(Records drawn from a data source)
-- start --

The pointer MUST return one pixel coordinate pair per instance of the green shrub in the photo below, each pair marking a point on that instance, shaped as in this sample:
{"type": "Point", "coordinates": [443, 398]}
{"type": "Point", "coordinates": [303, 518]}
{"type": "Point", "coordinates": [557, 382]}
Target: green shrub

-- end --
-- start --

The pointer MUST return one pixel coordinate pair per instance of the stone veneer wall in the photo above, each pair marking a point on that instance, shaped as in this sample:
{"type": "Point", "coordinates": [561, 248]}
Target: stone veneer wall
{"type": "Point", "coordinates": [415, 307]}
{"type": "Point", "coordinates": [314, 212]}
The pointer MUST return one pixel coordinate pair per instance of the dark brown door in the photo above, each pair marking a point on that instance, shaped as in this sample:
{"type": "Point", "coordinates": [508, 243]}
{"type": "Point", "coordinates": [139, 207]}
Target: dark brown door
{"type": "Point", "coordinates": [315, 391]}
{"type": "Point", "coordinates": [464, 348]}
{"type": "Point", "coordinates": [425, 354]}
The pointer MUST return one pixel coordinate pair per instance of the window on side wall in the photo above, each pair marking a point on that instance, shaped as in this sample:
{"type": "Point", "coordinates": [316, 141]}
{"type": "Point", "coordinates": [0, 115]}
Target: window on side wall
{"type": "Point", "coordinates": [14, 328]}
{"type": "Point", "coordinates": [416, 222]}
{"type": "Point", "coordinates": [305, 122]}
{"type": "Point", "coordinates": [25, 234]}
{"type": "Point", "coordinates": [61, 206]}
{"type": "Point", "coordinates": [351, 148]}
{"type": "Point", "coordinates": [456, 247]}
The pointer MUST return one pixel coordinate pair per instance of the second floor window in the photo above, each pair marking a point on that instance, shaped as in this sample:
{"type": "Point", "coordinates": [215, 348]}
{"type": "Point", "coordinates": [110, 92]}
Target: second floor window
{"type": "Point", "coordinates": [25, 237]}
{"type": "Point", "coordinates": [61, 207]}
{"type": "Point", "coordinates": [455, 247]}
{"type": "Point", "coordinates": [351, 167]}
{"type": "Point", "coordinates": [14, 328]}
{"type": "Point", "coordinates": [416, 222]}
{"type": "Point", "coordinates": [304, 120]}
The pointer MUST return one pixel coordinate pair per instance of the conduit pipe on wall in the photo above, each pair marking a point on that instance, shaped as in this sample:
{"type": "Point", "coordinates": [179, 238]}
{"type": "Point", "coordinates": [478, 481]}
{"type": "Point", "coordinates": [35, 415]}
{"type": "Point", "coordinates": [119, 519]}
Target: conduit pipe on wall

-- end --
-- start --

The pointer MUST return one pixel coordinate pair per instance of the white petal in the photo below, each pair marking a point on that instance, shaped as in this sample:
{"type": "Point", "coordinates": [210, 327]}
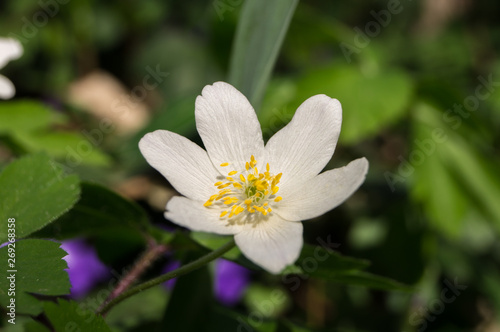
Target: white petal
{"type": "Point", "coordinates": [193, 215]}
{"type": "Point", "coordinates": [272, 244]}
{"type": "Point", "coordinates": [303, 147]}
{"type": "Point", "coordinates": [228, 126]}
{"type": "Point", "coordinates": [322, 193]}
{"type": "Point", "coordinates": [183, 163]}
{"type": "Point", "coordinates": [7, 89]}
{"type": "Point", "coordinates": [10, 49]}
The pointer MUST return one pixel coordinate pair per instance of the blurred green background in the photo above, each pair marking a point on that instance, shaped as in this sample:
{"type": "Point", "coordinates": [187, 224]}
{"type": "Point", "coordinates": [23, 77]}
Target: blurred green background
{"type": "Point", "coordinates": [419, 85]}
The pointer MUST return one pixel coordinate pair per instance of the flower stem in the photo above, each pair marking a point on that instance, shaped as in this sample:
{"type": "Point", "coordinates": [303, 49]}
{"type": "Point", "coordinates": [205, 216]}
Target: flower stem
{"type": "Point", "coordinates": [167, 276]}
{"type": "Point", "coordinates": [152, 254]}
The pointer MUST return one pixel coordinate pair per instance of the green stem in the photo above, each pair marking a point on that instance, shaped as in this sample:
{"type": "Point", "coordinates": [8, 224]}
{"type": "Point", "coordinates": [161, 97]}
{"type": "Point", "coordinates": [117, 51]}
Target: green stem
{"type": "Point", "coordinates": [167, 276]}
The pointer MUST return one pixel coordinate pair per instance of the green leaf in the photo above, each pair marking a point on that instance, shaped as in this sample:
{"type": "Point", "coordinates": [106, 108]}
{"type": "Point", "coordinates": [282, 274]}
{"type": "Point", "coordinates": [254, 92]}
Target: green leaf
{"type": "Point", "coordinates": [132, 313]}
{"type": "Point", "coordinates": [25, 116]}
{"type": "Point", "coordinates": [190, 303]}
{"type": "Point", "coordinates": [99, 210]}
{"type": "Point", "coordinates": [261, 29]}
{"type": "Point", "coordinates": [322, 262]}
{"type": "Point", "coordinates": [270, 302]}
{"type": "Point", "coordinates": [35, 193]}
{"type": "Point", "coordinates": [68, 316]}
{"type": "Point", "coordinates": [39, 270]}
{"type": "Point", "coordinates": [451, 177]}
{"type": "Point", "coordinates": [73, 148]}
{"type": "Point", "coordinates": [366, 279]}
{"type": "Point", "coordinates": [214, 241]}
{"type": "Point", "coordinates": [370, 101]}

-- end --

**WHAT YOU HAVE TO DO:**
Extract each line above that contains the string "floor", treating the match as case-sensitive.

**SOLUTION:**
The pointer MUST return one pixel coordinate pair per instance of the second floor window in the photo above, each pair marking a point on that instance, shaped as in this sample:
Target: second floor window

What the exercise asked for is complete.